## EXTRACT
━━━━━━━━━━━━━━━━━━━━━━━━━━━━━━

On Wed, 10 Mar 2010 10:25:45 +0000, Martin Evans
<martin.ev...@easysoft.com> wrote:

> H.Merijn Brand and I have been talking this over on #dbi and Tim asked
> for a summary. I don't want to misrepresent what Merijn said, afterall
> he started the thread but I think it boils down to these issues:
> 
> 1. the TYPE attribute on a statement is clearly documented as to what it
> should contain - "The values correspond to the international standards
> (ANSI X3.135 and ISO/IEC 9075) which, in general terms, means ODBC".

How feasible is it to include a two-way look-up table in DBI that
includes all the known type numbers and names and two functions that
can be used to convert between the two, so we can all use the same
names?

The docs that the URL points to is not free, and I guess that a table
that states the correct ODBC type names for the known and supported
numbers would be a huge win.

 DBI::DBD::odbc_name (3) would return "DECIMAL"
 DBI::DBD::odbc_type ("FOAT") would return 6

--8<--- addition to DBI/DBD.pm
my %odbc_types = map { ( $_->[0] => $_->[1], $_->[1] => $_->[0] ) }
    [  -5  => "BIGINT"          ], # SQL_BIGINT
    [  -3  => "VARBINARY"       ], # SQL_VARBINARY
    [  -2  => "BINARY"          ], # SQL_BINARY
    [  -1  => "TEXT"            ], # SQL_LONGVARCHAR
    [   0  => "UNKNOWN_TYPE"    ], # SQL_UNKNOWN_TYPE
    [   1  => "CHAR"            ], # SQL_CHAR
    [   2  => "NUMERIC"         ], # SQL_NUMERIC
    [   3  => "DECIMAL"         ], # SQL_DECIMAL
    [   4  => "INTEGER"         ], # SQL_INTEGER
    [   5  => "SMALLINT"        ], # SQL_SMALLINT
    [   6  => "FLOAT"           ], # SQL_FLOAT
    [   7  => "REAL"            ], # SQL_REAL
    [   8  => "DOUBLE PRECISION"], # SQL_DOUBLE
    [   9  => "DATE"            ], # SQL_DATE
    [  10  => "TIME"            ], # SQL_TIME
    [  11  => "TIMESTAMP"       ], # SQL_TIMESTAMP
    [  12  => "VARCHAR"         ], # SQL_VARCHAR
    [  16  => "BOOLEAN"         ], # SQL_BOOLEAN
    [  19  => "ROW"             ], # SQL_ROW
    [  20  => "REF"             ], # SQL_REF
    [  30  => "BLOB"            ], # SQL_BLOB
    [  40  => "CLOB"            ], # SQL_CLOB
    # more available ...

━━━━━━━━━━━━━━━━━━━━━━━━━━━━━━

## DATA TO USE
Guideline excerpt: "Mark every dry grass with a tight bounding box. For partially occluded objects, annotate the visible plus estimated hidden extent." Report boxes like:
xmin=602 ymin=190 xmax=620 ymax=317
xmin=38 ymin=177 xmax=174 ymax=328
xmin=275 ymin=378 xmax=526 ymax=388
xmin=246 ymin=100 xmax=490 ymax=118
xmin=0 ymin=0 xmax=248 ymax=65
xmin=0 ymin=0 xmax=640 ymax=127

━━━━━━━━━━━━━━━━━━━━━━━━━━━━━━

## WHAT THIS EXERCISE ASKS
a) Rewrite the lines of the entries above with "dry grass" switched to "dead grass" and everything else left unchanged.
b) Continue the message about a DBI type look-up table from the point where it stops.

## RESPONSES PER TASK
a)
Guideline excerpt: "Mark every dead grass with a tight bounding box. For partially occluded objects, annotate the visible plus estimated hidden extent." Report boxes like:
xmin=602 ymin=190 xmax=620 ymax=317
xmin=38 ymin=177 xmax=174 ymax=328
xmin=275 ymin=378 xmax=526 ymax=388
xmin=246 ymin=100 xmax=490 ymax=118
xmin=0 ymin=0 xmax=248 ymax=65
xmin=0 ymin=0 xmax=640 ymax=127

b)
    ;
$odbc_types{DOUBLE}  = $odbc_types{"DOUBLE PRECISION"};

sub odbc_type
{
    my $t = shift;
    defined $t or return $odbc_type{UNKNOWN_TYPE};
    $t =~ m/^-?[0-9]+$/ and return 0 + $t;
    $t = $odbc_types{uc $t} || $t;
    return $t;
    } # odbc_type

sub odbc_name
{
    my $t = shift;
    defined $t or return $odbc_type{0};
    $t =~ m/^-?[0-9]+$/ or return $t;
    $t = $odbc_types{uc $t} || $t;
    return $t;
    } # odbc_name
-->8---

> However, it is not clear from the docs what TYPE_NAME and DATA_TYPE
> columns should be in the column_info method and how they compare with
> the same named columns returned by the type_info method.
> 
> e.g., for the column_info method:
> 
> DATA_TYPE: The concise data type code
>
>   this could be the database internal type number or the ODBC type
>   the current opinion is that it should be the ODBC type and extra
>   keys added for the internal type (e.g., ora_type, uni_type depending
>   on DBD prefix) NOTE mysql already adds "mysql_is_auto_increment",
>   "mysql_is_pri_key", "mysql_type_name", "mysql_values" keys.
>
> TYPE_NAME: A data source dependent data type name.
> 
> for type_info:
> 
> DATA_TYPE (integer) SQL data type number.
> TYPE_NAME (string) Data type name for use in CREATE TABLE statements
> 
> Proposed Solution: document column_info DATA_TYPE as being the same as
> {TYPE}  but allow DBDs to add other keys to the column_info result (some
> already do).

Yes. Exactly.

<brainstorming>

As a bonus, it would be extremely useful if we could have a way that
"keys" works on handles, so you do not need private_attribute_info ()
to query the extra fields. Furthermore, that method should have a
fallback for DBD's that *do* generate private attributes, but do not
implement the method. (Yes, digging into this will lift DBD::Unify to a
higher level with more features being implemented and checked along the
way)

  my $sth = $dbh->prepare ("select foo from bar");
  $sth->execute;

In DBD::Oracle you get extra:

    {   ora_auto_lob     => undef,
        ora_check_sql    => undef,
        ora_csform       => undef,
        ora_est_row_width => undef,
        ora_field        => undef,
        ora_lengths      => undef,
        ora_maxdata_size => undef,
        ora_parse_lang   => undef,
        ora_placeholders => undef,
        ora_rowid        => undef,
        ora_type         => undef,
        ora_types        => undef
        }

Note that it does not have a ora_name or ora_type_name.
but it has both ora_type *and* ora_types. Interesting.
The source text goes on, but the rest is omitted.